本文の抜き書き ▸
.....
妊娠高血圧症候群による無痛分娩が保険適用されたケースとは?
妊娠高血圧症候群の人は、陣痛により血圧が上昇して母子が危険な状態になるのを防ぐために、医師から無痛分娩を勧められることがあります。
医学的に必要だと判断しておこなわれる無痛分娩なので、健康保険(公的医療保険)や民間保険が適用されるのでは?と考える人もいるのではないでしょうか。
そこで今回は、妊娠高血圧症候群等の疾病を理由におこなわれる無痛分娩の保険適用について解説します。妊娠高血圧症候群等による長期入院時の医療費助成制度も紹介しているので、ぜひ参考にしてください。
医師から勧められた無痛分娩の保険適用について
医学的に必要と判断されておこなわれる無痛分娩の麻酔費用は、健康保険適用になることがあります。ただ、妊娠高血圧症候群の人が無痛分娩をおこなえば、必ず健康保険適用になるというわけではありません。
医師が「無痛分娩でなければ危険な状態」と判断すれば適用される可能性がありますが、安全なお産に導くための予防行為の範疇であれば適用されないのが基本です。つまり、医師が「医学的適応をじゅうぶんに満たしている」と判断した場合に限り、健康保険が適用されます。
.....
データセットから取り出した行

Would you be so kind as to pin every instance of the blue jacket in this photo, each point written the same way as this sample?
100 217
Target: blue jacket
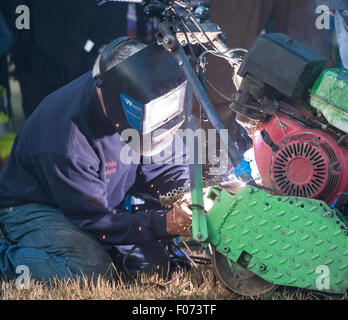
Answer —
67 154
.....
やること ▸
1 - 無痛分娩と保険の文章について、次の問いに答えてください。
(a) 妊娠高血圧症候群の人が医師から無痛分娩を勧められることがあるのは、何を防ぐためですか。
(b) この文章では、妊娠高血圧症候群等による長期入院のときのどんな制度も紹介していますか。
(c) 安全なお産に導くための予防行為の範疇である場合、健康保険は基本的に適用されますか。
2 - 無痛分娩と保険の文章を、最後の文のあとから書き継いでください。
これらの行は、無痛分娩と保険の文章とは関係がありません。

答えのまとめ ▸
1 -
(a) 陣痛により血圧が上昇して母子が危険な状態になるのを防ぐためです。
(b) 医療費助成制度です。
(c) 適用されないのが基本です。

2 -
なお、仮に麻酔の費用が健康保険適用となった場合でも、分娩介助料、赤ちゃんの産後ケア費用、食事代、パジャマ代、差額ベッド代はすべて自費です。

妊娠高血圧症候群等による入院費用の助成制度
妊娠中に妊娠高血圧症候群等が原因で入院した場合、お住まいの市区町村によっては入院費の助成を受けられる場合があります。
条件は自治体により異なりますが、多くの自治体では次の条件のいずれかに当てはまる人が対象です
- 前年分の所得税額が3万円以下の世帯に属している
- 入院期間(見込み期間または実績)が26日以上
原則、入院前または入院中の申請が必要なので、条件に当てはまる場合は早めに手続きをおこないましょう。(遅延理由書を提出すれば、退院後でも申請できる場合があります)詳しくは、お住まいの市区町村にお問い合わせください。
そもそも、なぜ出産は保険適用外なの?
妊娠・出産が健康保険適用外なのは、一言で言うと「病気ではないから」です。日本では妊娠・出産はあくまでも「生理現象」という位置づけであり、健康保険適用されない代わりに、出産育児一時金で費用負担をカバーする方針です。
妊娠・出産はすべて健康保険の適用対象にすべきではないか、という議論は今まで幾度となくおこなわれてきましたが、今日まで適用には至っていません。
保険適用に至らないことが良いか悪いかは別としても、出産育児一時金が増額されるたびに病院が設定する出産費用もあがっており、結局いたちごっこになっているという現状があります。

実際、都市部の病院では出産育児一時金の範囲内におさまらないことが多いようです。再び出産育児一時金が増額される動きはあるものの、日本の子育て支援は世界的に見てもじゅうぶんとは到底言えず、少子化対策については課題が山積しているといえるでしょう。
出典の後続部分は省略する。